Gomes’ own family was directly affected by issues of color. His father married a darker woman, Helena, who was then “shunned” by the grandparents and “the entire Portuguese side of the family.” Besides his journalism, David Gomes has been in a long courtship with a woman artist and photographer, Pamela, whose color could have been an issue. But Gomes’ parents more than approve of her. Gomes tries to convince Pamela that his hesitation to marry stems from his concern with her future and the importance of her independence, although, in reality, Gomes is looking more closely at his own. Gomes’ problem with projecting his issue onto Pamela humanizes him and complements the story line. His newspaper boss’ emotional concern for David Gomes’ well-being throws a small shadow over his relationship with Pamela.

As Gomes unravels one layer of mystery after another, he protests in frustration: “There’s something in this story that’s family, and I mean that in two ways. It’s about the Gomes/Alves family. It’s also about us, Cape Verdeans. I haven’t put all the pieces together yet.”

Then the murders multiply. How are these victims related? Is it the same assassin in every case? Is this a story about revenge or is it a reckoning with justice? Gomes goes searching through old photos and memories, looking for connections and motives. Warning signs appear that Gomes’ own life may be in danger, but he refuses to drop the case.

The story crosses back and forth through time. The tragedy is multi-generational, and touches on many lives and communities. Fletcher has done a masterful job telling the story. Fletcher’s sophisticated historical and political understanding enables him to craft a powerful mystery and a great reading experience!

Information provided
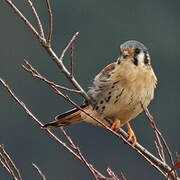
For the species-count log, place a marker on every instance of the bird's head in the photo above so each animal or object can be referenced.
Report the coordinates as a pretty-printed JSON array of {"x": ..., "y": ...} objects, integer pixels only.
[{"x": 136, "y": 53}]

Task objective
In the book review, what two senses does Gomes give for his remark that there is "something in this story that's family"? Reply in one to three sentences. This material comes from a different source than the text.

Output of the task
Gomes means it in two ways. The story concerns the Gomes/Alves family, and it also concerns Cape Verdeans as a whole, whom he calls "us."